STATED TASK: Rewrite the lines starting at the one that contains "Mark a dot on every instance of the gable" and ending at the last line, replacing "dot" with "point" and changing nothing else.
◇ ◇ ◇ ◇ ◇
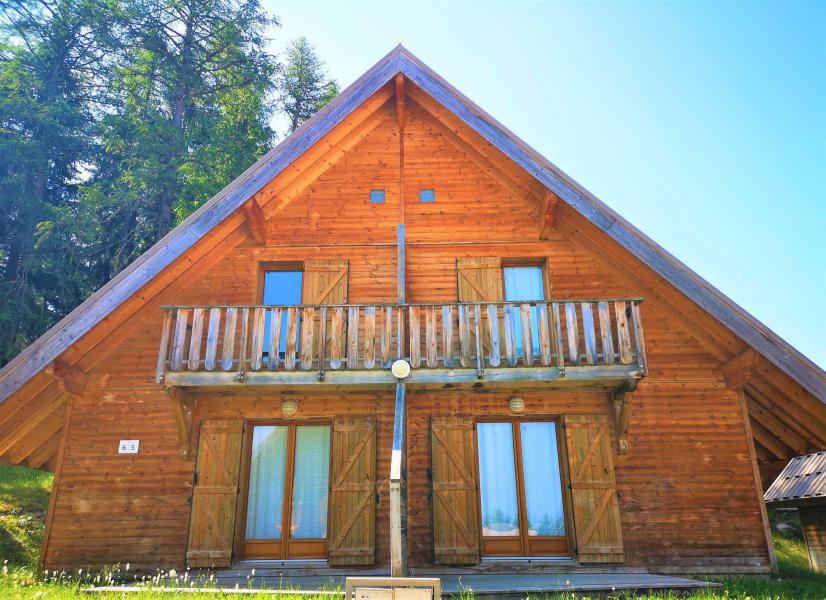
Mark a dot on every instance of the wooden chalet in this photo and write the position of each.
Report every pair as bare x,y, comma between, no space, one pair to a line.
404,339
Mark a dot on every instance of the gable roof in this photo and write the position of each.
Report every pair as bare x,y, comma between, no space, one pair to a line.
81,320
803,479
◇ ◇ ◇ ◇ ◇
WRITTEN RESPONSE:
Mark a point on every instance of the gable roof in this photo and write the position of each.
Report every pair as bare x,y, comma between, no space, one pair to a line.
81,320
803,479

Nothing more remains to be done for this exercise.